DIRECTIONS
Begin at the line that contains "Could you point out the yellow flower" and reproduce it along with every line after it to the end of the listing; skip any pictures.
☆ ☆ ☆ ☆
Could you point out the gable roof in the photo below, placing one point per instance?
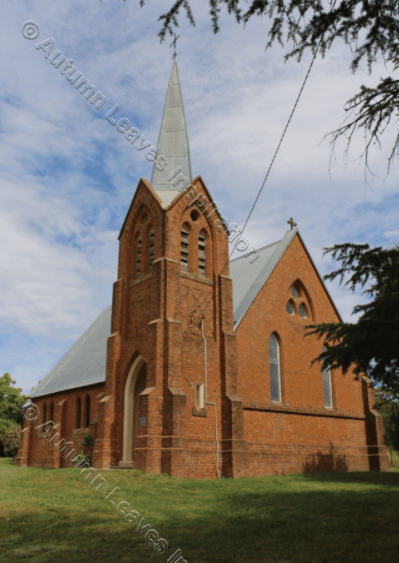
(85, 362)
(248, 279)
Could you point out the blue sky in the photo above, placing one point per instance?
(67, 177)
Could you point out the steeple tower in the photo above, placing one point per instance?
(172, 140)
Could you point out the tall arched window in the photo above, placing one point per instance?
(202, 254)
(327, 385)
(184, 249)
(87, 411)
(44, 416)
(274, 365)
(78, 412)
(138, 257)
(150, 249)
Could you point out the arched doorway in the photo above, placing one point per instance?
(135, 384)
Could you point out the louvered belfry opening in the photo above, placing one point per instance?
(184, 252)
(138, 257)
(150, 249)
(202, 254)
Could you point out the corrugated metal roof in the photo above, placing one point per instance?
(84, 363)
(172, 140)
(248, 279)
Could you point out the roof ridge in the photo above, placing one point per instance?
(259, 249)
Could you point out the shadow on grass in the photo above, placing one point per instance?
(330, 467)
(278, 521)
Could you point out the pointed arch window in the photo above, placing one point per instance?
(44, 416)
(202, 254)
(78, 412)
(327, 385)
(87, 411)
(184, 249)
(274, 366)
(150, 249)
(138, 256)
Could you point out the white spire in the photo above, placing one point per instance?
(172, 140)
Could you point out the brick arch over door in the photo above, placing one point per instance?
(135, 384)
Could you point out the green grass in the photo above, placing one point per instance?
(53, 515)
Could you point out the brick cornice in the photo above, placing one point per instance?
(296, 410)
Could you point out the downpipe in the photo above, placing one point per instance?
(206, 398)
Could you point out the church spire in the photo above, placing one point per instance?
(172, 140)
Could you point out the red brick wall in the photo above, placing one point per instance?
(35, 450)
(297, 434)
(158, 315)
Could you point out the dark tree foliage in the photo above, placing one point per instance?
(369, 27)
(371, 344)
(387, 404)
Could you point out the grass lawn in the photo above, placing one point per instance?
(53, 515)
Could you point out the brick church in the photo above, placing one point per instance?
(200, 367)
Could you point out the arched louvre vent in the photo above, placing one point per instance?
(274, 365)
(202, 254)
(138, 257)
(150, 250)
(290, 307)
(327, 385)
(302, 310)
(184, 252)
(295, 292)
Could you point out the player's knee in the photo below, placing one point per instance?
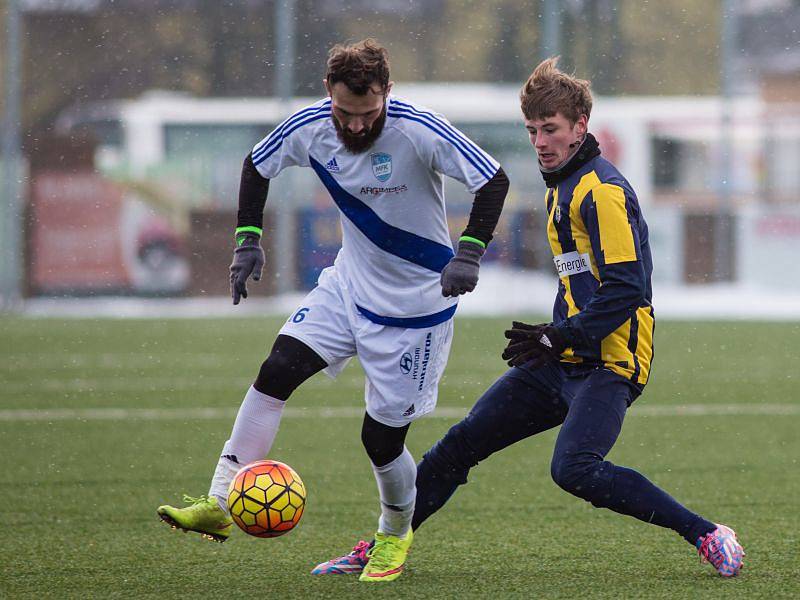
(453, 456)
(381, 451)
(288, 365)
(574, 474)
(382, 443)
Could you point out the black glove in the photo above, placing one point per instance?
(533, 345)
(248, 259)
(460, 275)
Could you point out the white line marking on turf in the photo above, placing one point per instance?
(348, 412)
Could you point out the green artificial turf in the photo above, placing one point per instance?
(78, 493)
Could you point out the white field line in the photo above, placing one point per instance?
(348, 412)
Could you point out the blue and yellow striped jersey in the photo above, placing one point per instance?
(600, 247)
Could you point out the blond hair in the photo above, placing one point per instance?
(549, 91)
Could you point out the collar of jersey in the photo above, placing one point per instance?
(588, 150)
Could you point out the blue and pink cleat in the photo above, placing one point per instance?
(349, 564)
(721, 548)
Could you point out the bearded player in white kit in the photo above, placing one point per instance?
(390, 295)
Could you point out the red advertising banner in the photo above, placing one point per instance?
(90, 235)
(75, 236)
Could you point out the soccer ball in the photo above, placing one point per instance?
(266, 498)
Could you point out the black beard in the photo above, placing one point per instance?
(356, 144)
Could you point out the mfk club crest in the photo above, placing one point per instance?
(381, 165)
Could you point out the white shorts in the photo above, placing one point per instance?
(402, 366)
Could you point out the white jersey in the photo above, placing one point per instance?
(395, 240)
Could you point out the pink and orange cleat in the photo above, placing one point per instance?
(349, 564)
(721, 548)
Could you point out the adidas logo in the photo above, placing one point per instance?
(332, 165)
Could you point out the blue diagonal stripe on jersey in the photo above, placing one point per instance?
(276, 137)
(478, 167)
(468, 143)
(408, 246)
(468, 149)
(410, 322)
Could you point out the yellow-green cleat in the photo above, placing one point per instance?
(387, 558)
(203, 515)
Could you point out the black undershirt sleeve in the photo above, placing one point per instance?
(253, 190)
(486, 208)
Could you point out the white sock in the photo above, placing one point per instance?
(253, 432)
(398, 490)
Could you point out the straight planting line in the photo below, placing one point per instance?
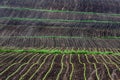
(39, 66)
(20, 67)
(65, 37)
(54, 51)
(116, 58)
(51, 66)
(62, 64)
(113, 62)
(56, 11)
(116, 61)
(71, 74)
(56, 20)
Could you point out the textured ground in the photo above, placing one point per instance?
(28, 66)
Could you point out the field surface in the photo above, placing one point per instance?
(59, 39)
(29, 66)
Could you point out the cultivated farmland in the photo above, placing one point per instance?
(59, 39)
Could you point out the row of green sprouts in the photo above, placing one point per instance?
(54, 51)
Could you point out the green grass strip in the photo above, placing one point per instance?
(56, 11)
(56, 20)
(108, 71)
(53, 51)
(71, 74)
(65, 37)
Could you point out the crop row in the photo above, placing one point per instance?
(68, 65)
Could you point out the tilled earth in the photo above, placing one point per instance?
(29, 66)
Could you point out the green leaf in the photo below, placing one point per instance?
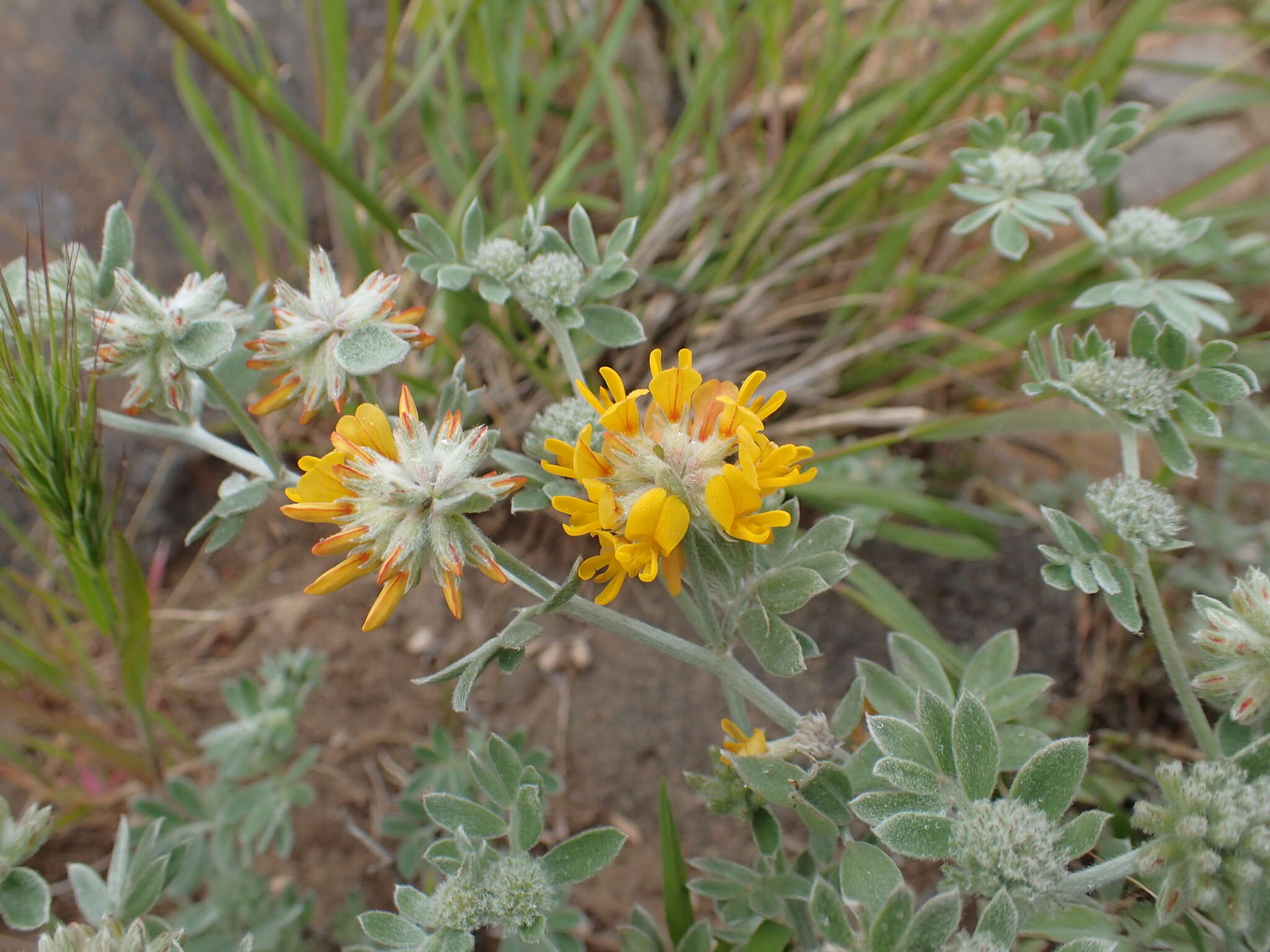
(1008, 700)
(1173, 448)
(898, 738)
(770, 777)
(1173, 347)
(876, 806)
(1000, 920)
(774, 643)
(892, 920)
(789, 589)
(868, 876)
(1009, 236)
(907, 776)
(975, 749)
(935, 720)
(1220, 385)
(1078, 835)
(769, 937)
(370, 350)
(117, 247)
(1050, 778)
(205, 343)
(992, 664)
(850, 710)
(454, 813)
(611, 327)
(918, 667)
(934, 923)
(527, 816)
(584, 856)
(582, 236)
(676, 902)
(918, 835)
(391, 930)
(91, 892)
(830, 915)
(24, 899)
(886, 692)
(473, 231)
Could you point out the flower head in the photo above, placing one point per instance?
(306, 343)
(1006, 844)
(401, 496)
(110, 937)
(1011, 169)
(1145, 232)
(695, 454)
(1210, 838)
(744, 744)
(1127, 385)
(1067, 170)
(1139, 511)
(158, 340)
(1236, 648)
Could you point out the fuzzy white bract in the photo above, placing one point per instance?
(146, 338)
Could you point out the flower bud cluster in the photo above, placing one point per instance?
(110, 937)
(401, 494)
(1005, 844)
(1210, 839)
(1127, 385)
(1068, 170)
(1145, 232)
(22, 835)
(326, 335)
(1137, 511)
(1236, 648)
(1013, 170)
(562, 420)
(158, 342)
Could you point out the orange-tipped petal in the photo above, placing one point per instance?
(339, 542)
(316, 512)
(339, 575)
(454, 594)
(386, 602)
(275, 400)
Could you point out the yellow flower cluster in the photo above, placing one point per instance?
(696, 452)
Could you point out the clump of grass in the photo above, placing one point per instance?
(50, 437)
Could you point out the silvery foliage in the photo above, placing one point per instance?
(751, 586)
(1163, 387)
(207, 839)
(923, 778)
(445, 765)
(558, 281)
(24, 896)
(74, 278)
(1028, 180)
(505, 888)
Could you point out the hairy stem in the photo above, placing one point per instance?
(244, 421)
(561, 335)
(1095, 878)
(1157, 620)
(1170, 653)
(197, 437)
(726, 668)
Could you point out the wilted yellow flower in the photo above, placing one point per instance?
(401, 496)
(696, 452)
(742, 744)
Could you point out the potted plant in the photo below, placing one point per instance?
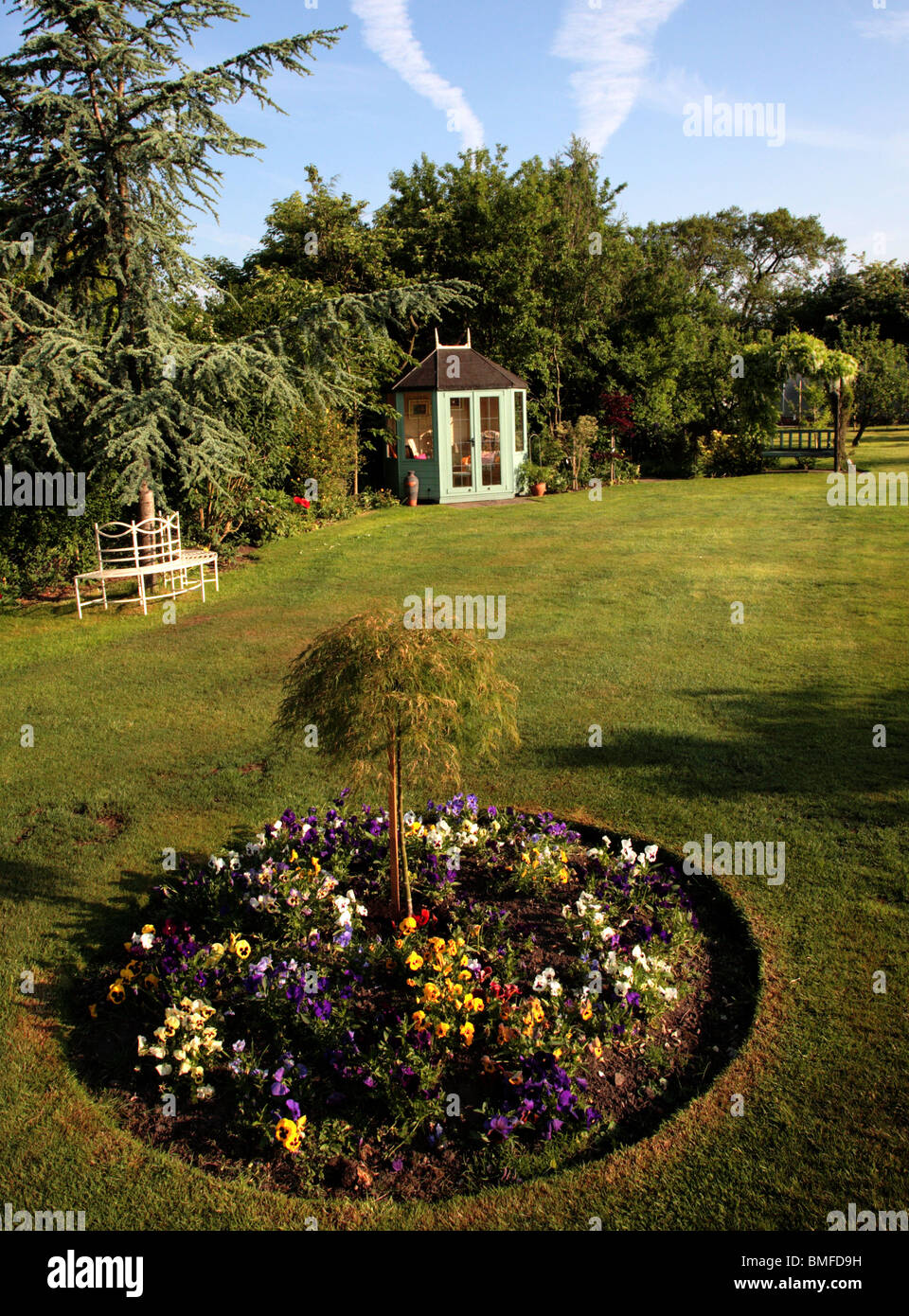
☆ ☆ ☆ ☆
ANSWER TO THIS PROBLEM
Could you point out the yellow flower cluster in the photo above, placing one point per instance?
(696, 452)
Could you point out the clump of grass in the photo above, placing one point per instance?
(50, 437)
Could you point out the silvery foliage in the photo above, placing one point per instance?
(751, 586)
(1163, 387)
(207, 839)
(923, 778)
(445, 765)
(558, 281)
(24, 896)
(74, 278)
(1028, 180)
(505, 888)
Could you point out the hairy stem in the photo above, placing one point per instance?
(244, 421)
(561, 335)
(1095, 878)
(1157, 620)
(1170, 653)
(197, 437)
(726, 668)
Could you point out the wilted yellow flower in the photo above, placing one point per instance?
(401, 496)
(696, 452)
(742, 744)
Could you point out the potted plant in the photo below, placing one point per instance?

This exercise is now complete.